Count the lines in the entries below that contain the word "Thanks", matching case exactly. Give only the number.

....................

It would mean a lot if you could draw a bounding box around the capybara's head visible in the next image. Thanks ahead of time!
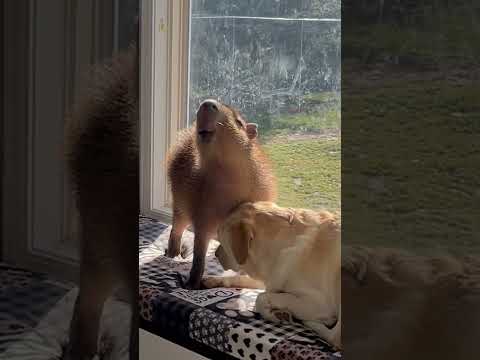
[196,99,257,147]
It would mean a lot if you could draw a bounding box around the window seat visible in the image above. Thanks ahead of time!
[139,217,341,360]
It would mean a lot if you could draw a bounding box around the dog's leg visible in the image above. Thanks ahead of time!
[304,309,342,350]
[202,275,265,289]
[255,292,337,325]
[66,263,113,360]
[166,210,189,258]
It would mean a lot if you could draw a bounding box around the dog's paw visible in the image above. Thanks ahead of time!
[273,309,293,323]
[202,276,226,289]
[255,293,280,322]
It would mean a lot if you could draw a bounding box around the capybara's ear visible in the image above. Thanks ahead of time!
[231,222,253,265]
[247,123,258,139]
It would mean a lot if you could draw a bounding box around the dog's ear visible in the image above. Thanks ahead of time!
[231,222,253,265]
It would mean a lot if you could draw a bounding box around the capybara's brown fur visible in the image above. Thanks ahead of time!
[65,47,139,359]
[167,100,276,289]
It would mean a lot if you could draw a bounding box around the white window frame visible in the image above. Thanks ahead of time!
[140,0,190,222]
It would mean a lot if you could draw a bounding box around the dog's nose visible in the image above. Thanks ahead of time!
[199,99,218,112]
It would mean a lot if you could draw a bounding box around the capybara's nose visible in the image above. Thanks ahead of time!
[198,99,218,112]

....................

**TASK SOLUTION:**
10